FRAGMENTO PROPORCIONADO:
------------------------------

El incumplimiento del contrato social


Rousseau preconizaba un “contrato social” tácito, mediante el que todos los ciudadanos renunciaban parcialmente a su libre albedrío, que se depositaba en el Estado, de manera que éste podía redactar y ejecutar las leyes que obligaban a todos. De esta manera las voluntades individuales quedaban voluntariamente restringidas en favor de algo superior y más socialmente eficiente: la voluntad general.

En las democracias parlamentarias actuales, esa renuncia se canaliza mediante el mecanismo de la representatividad. Diversos partidos presentan sus programas de gobierno a los ciudadanos, y cada ciudadano elige para que le represente al partido que más se acerca a sus intereses, valores, y creencia. Así surge un Parlamento que representa al conjunto de ciudadanos, y de él un gobierno que se encarga de llevar a cabo el programa que había propuesto a los electores.

Una de las ideas que ha impulsado la manifestación del 25S ha sido la de “no nos representan”. Es el resultado del desprestigio galopante de los políticos en general, unido al hecho de que el Partido Popular viene tomando una serie de medidas completamente contrarias a las que figuraban en su programa de gobierno. Con independencia de que la inmensa mayoría de los que se quejan de ese incumplimiento son ciudadanos que no han votado al Partido Popular, persiste el problema del flagrante incumplimiento de contrato –cosa que, por otra parte, vienen haciendo todos los gobiernos en España desde el asunto de la salida de la OTAN-.

------------------------------

Registros de identificación de ubicaciones:
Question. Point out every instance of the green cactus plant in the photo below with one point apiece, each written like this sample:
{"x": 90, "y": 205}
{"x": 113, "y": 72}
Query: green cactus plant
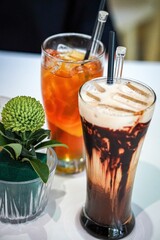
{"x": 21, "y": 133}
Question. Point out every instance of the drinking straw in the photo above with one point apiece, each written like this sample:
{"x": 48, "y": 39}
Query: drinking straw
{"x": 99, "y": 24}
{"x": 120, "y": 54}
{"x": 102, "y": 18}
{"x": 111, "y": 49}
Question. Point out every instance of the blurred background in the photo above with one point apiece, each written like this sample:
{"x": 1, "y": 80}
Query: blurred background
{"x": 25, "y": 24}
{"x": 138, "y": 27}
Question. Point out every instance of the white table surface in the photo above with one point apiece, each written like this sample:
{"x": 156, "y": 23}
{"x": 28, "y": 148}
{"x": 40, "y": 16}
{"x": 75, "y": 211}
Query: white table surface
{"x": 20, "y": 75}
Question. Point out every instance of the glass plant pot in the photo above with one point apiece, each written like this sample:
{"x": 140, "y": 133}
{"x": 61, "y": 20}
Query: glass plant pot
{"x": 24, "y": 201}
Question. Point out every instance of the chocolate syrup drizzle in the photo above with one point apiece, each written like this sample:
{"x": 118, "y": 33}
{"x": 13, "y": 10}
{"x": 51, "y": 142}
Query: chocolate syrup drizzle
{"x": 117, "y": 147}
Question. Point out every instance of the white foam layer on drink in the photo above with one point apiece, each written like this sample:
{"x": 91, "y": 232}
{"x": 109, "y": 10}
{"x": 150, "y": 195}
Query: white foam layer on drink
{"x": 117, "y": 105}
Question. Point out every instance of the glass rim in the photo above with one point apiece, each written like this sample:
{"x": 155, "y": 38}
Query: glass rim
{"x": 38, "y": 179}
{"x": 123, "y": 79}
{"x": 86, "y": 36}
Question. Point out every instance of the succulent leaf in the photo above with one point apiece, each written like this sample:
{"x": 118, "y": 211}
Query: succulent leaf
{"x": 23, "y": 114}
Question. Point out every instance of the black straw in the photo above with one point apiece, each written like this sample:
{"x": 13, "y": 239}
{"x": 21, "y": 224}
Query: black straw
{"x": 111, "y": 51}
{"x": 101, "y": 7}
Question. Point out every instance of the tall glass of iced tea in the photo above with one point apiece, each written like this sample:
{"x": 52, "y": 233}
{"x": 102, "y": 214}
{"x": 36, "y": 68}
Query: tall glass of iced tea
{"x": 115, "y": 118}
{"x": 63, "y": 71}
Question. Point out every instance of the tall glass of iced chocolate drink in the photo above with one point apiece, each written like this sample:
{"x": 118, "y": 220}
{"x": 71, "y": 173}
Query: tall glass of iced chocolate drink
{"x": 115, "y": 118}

------------------------------

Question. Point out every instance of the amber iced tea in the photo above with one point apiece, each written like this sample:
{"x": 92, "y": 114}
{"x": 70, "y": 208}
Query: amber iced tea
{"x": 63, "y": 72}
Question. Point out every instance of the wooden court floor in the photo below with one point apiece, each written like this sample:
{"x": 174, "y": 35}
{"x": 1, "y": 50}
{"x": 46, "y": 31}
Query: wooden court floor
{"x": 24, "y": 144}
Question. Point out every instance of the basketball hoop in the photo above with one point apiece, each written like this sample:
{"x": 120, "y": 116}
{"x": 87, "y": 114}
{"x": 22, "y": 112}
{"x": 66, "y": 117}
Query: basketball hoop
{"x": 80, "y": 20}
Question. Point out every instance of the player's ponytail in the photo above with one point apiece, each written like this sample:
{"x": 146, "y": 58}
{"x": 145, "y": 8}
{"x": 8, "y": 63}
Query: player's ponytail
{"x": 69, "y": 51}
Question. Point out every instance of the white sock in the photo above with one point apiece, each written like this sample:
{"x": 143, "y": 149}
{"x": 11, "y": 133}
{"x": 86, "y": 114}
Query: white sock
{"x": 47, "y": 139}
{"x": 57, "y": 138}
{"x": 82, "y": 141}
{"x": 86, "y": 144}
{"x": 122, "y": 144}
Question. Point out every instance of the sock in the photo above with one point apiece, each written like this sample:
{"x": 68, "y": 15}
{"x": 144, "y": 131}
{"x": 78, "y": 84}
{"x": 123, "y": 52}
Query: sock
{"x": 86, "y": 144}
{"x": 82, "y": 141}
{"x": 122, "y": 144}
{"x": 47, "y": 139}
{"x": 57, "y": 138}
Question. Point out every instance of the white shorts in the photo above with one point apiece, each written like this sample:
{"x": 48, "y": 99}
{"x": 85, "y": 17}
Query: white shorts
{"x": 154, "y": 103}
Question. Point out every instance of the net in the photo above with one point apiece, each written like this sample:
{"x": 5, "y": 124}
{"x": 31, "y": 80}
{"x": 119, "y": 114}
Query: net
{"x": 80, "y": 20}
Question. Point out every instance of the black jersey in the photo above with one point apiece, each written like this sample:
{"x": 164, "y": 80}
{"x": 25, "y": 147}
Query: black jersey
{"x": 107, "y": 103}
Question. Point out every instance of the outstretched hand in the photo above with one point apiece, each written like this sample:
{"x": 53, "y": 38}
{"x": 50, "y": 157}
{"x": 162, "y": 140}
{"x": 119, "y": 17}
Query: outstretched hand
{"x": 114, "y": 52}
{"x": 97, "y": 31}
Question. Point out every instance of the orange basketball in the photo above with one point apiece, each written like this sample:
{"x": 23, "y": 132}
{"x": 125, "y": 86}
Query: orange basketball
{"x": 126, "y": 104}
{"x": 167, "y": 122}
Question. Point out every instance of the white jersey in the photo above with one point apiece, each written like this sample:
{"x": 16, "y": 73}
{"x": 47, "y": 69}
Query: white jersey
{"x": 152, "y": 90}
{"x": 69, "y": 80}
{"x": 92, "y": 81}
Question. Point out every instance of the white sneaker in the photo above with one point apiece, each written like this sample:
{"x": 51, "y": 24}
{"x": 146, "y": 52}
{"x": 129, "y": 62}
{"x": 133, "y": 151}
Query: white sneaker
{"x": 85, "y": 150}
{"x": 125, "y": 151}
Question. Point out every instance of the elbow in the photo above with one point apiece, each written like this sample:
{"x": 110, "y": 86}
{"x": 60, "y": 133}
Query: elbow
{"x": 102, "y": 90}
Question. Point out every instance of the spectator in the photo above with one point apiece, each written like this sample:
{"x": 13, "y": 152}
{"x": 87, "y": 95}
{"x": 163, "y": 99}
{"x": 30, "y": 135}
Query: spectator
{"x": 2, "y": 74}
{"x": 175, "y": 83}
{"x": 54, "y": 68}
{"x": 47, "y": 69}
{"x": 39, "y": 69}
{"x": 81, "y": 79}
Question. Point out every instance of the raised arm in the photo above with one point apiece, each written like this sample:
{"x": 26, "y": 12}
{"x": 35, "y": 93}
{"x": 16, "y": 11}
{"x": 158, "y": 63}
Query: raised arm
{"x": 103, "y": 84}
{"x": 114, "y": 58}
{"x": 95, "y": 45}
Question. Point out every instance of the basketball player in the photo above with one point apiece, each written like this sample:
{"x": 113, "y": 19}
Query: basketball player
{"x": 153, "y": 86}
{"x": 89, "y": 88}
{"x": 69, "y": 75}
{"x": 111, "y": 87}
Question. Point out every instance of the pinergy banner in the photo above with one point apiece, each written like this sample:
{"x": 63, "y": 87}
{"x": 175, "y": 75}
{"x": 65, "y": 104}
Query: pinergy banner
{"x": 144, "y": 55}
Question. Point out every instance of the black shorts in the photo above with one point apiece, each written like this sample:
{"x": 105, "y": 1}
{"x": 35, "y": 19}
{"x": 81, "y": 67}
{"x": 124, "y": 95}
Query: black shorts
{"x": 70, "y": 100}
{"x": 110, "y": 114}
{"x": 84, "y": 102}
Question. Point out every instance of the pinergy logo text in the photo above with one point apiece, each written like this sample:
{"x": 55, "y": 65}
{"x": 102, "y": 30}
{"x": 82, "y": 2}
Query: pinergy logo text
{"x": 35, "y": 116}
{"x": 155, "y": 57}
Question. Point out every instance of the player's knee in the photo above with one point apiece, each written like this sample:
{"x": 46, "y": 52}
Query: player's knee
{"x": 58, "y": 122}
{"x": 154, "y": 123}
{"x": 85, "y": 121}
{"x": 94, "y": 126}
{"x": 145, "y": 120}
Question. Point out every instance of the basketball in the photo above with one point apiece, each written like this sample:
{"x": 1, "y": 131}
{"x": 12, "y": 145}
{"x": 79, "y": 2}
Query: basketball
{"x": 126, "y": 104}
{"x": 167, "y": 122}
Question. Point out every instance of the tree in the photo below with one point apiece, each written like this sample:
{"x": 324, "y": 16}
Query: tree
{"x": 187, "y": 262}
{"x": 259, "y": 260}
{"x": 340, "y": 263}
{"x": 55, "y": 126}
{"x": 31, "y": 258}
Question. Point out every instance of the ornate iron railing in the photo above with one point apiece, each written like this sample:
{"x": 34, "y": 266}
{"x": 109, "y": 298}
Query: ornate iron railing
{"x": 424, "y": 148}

------------------------------

TAREA PLANTEADA: Prosigue el fragmento sobre el incumplimiento del contrato social a partir de su última oración.

RESPUESTA A LA TAREA:
¿Qué pueden hacer los ciudadanos cuando los políticos en el gobierno rompen unilateralmente el contrato social que les legitima para gobernar? ¿Tienen que esperar resignadamente hasta las siguientes elecciones para suscribir otro contrato con otro partido, que volverá a incumplirlo? ¿Están legitimados para romper también su compromiso con el Estado y recuperar su libre albedrío completo? Y en ese caso ¿eso incluiría retirarle al Estado el privilegio del uso exclusivo de la violencia? ¿Se pueden crear mecanismos legales eficientes para castigar penalmente los incumplimientos de un gobierno? ¿Qué pasaría cuando el incumplimiento se debiera a un gobierno de coalición en el que ningún partido puede imponer su propio programa? ¿Cómo diferencias los incumplimientos derivados de falsas promesas de los debidos a la evolución imprevisible de los acontecimientos?

Problema extraordinariamente complejo, pero no completamente insoluble.

lunes, 24 de septiembre de 2012

La democracia gritamentaria


Los pueblos se han venido organizando según dos modelos principales. En las tribus primitivas: dirigidas por un jefe al que obedecían por miedo o veneración, o bien con un consejo de sabios o ancianos que establecía las reglas de juego e impedía la arbitrariedad de los jefes.

Hoy, con naciones de millones de personas, persisten esos dos modelos. Hay países en los que un dictador impone su voluntad a un pueblo que no tiene la oportunidad de expresar su opinión ni su voluntad. Y otros en los que los ciudadanos son dueños de su destino, y deciden su rumbo.

En estas sociedades los ciudadanos delegan su soberanía en otras personas para que les representen en un Parlamento, cuyas funciones son elaborar las leyes y controlar al gobierno. La herramienta es la palabra, y con ella intentan convencerse, dialogan, alcanzan acuerdos, y toman decisiones por mayoría. Es la democracia parlamentaria.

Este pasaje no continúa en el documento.